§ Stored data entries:
-=-=-

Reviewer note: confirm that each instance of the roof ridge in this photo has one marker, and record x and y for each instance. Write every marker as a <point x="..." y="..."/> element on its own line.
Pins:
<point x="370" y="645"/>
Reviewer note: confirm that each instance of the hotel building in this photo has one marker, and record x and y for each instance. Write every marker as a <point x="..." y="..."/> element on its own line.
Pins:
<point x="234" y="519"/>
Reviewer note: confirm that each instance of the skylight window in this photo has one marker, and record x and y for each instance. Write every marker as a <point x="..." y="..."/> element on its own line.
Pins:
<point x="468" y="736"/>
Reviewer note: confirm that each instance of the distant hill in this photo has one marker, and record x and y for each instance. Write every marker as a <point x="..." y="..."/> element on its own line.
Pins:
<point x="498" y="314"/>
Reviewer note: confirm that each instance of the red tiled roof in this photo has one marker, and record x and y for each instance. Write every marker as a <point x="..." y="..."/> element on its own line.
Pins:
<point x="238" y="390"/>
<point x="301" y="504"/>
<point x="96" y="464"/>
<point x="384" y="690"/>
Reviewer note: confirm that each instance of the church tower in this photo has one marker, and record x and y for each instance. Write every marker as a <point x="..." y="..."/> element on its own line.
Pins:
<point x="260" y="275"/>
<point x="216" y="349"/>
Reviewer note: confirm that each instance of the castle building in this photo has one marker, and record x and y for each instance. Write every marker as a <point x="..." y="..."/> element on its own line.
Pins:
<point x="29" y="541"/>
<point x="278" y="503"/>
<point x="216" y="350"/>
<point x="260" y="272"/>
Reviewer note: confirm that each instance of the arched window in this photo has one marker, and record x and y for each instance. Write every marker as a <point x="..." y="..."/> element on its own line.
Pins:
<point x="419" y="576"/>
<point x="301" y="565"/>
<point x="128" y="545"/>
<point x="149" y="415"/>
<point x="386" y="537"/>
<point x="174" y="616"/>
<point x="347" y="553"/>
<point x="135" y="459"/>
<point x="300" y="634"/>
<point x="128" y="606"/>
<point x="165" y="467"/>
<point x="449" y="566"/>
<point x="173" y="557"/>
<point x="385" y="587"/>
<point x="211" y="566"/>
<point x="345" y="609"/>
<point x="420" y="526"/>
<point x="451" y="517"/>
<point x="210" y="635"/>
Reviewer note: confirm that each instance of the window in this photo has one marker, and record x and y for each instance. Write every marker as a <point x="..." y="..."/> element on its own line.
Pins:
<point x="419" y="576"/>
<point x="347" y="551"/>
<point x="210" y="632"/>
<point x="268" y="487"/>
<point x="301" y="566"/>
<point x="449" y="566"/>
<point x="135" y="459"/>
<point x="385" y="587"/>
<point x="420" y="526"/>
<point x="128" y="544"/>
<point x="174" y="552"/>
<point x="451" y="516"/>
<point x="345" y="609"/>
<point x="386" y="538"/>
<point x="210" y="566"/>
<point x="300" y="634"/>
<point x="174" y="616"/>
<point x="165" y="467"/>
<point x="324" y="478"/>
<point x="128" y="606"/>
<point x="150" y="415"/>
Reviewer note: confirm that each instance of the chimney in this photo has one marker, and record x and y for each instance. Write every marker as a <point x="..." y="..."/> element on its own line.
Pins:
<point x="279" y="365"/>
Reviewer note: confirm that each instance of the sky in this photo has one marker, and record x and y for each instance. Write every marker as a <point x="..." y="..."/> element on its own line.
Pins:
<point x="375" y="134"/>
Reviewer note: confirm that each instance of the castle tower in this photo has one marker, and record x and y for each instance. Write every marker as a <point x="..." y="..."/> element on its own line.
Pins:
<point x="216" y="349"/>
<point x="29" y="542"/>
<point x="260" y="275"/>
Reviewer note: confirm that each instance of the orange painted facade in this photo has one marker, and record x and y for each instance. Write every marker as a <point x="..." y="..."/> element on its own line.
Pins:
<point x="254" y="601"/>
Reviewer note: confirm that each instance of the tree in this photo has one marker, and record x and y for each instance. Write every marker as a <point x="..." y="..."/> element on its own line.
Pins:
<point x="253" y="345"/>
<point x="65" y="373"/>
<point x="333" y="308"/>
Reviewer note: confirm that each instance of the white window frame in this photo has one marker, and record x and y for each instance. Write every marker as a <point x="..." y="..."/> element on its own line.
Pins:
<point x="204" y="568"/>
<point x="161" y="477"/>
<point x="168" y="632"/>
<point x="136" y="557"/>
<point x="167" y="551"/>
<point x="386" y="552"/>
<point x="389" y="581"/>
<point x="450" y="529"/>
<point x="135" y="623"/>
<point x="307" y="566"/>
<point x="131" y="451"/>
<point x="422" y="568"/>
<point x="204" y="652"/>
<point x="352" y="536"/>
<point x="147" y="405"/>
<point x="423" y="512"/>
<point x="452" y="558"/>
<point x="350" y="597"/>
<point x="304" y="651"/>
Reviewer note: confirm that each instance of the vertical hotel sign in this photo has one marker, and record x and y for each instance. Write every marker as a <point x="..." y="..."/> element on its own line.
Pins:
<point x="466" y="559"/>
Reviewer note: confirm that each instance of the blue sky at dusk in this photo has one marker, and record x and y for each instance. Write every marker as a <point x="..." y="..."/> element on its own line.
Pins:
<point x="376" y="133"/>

-=-=-

§ Exercise directions:
What belongs in the answer is each line of the data that has the word "window".

§ Answer space:
Reviewer note: confirm that each instance of the skylight window in this photo has one marker, and record x and y for each instance. Write every marker as a <point x="..." y="..."/> element on its own line.
Reviewer note: confirm that each instance of the arched window in this photo has one marker, and record x and y for each instance. Write every marker as a <point x="..." y="..."/> element on its own line.
Reviewer note: confirm that each instance of the window in this photo has one marker, and record x and y for each instance. Write every marker as a <point x="..." y="..."/> element on its own line.
Reviewer note: confirm that each instance of the white window frame in this photo has one marker, and record x and y for each instance. Write every marker as a <point x="..." y="..."/> element on its own line.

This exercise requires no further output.